Cosa serve:
Indica, per favore, quando e dove si svolge a Recco il mercatino d'antiquariato secondo l'articolo.

Articolo:

════════

La via dei monaci

Dal golfo di Genova alle soglie della Pianura Padana gli splendori autunnali guidano il nostro camper sull'antica e tormentata via degli emigranti stagionali; la stessa dei missionari di San Colombano che nel VII secolo risalirono in senso inverso la Val Trebbia.

Indice dell'itinerario

Parte da Recco, sul golfo di Genova, l’itinerario con cui intendiamo risalire l’Appennino Ligure per scendere poi a Bobbio, sulla strada verso Piacenza e il Po: un percorso accidentato oggi, figurarsi nei secoli passati. Fu infatti solo nella seconda metà dell’Ottocento che il completamento di una “carrettabile” rese obsoleta la ragnatela di sentieri su cui faticavano i muli, con le loro some da un quintale, e più ancora i semplici “spallaroli”. Il territorio è l’alta Val Trebbia degli emigranti stagionali che andavano d’inverno a guadagnarsi il pane in Lombardia, e dei contadini che scendevano giù al mare con i loro prodotti, le castagne o il carbone, per tornarne con vesciche d’animali riempite d’olio o di vino e con il sale indispensabile ai molti usi della vita quotidiana. Ma quella della Trebbia è anche la valle dei monaci di San Colombano che nel VII secolo abbandonavano Bobbio per far missione, moltiplicando celle e piccole comunità nell’Appennino e alla marina ligure. Nel diffondere più evolute forme di coltivazione della terra, o di costruzione in muratura, essi facevano cultura proprio come gli amanuensi che all’interno del monastero trascrivevano e restauravano per la posterità i preziosi codici degli scrittori classici, da Plauto a Cicerone. Sarà vero quanto sento dirmi, che fu Colombano a fondare una cella nella baia che un secolo più tardi avrebbe ospitato le spoglie dell’iberico San Fruttuoso? Chissà se arrivando a Bobbio troveremo qualche conferma.
Recco non ha più lo stile dei borghi litoranei da quando fu rifatto in anonime forme moderne, dopo la distruzione delle bombe alleate dirette sul ponte ferroviario. Ma se la ricostruzione fece scomparire del tutto i caratteri del pittoresco, ha lasciato oggi qualche possibilità in più a chi cerchi un posto per fermare il proprio mezzo. Per il resto, di Recco si ricordano la buona cucina, che si esprime anche nella fragrante focaccia col formaggio, e il mercatino d’antiquariato che si svolge ogni terza domenica del mese nella piazza del Comune. Ma prima di allontanarci in camper è opportuna una breve escursione a piedi, o con il minibus urbano, alla frazione di Megli sovrastante il paese. Di fronte a un modesto parcheggio si nasconde tra gli ulivi Nostra Signora delle Grazie, luogo di grande serenità. La chiesa possiede una cinquantina di pitture ex voto, la cui leggibilità non è certo favorita dai riflessi della lastra di vetro che li protegge: però il vero tesoro è una Madonna col Bambino, probabilmente di arte bizantina, portata dall’Oriente da un nobile crociato.

════════

Dati raccolti:
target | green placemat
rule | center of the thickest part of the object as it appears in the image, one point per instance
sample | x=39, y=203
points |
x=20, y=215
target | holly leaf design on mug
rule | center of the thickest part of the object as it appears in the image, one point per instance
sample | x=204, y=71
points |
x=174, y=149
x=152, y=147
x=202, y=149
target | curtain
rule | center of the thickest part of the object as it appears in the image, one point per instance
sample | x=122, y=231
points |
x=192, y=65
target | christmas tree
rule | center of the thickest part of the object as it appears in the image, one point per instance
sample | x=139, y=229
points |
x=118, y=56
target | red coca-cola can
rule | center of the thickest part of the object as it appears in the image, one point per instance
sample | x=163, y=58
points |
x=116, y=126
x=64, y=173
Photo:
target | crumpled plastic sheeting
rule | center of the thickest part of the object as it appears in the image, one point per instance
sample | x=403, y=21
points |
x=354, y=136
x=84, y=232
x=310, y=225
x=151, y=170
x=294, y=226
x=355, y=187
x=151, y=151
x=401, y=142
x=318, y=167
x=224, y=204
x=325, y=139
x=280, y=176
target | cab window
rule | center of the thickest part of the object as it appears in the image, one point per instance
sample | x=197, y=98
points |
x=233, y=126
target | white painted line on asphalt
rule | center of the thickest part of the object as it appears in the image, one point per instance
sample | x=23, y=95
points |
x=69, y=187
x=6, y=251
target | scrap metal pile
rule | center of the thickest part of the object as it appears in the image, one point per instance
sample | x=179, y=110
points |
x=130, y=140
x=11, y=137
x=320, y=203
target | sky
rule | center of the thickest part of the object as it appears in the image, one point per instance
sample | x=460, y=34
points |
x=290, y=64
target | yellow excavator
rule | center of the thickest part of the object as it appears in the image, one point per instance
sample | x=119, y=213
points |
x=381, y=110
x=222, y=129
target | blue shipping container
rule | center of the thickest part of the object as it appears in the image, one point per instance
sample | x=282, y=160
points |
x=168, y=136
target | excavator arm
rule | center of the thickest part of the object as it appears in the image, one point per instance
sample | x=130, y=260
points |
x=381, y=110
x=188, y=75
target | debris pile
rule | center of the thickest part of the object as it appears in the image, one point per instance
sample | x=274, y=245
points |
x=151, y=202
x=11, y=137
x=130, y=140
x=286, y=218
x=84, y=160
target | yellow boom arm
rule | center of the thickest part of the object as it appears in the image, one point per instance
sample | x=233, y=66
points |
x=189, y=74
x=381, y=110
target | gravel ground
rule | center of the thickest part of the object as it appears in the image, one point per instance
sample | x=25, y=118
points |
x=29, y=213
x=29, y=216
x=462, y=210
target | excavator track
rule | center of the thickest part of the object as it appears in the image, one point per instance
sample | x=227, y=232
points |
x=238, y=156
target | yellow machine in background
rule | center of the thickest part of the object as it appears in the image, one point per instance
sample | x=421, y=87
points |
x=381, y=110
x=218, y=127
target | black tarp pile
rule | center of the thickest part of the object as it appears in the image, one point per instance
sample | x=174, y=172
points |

════════

Esercizio svolto:
Ogni terza domenica del mese, nella piazza del Comune.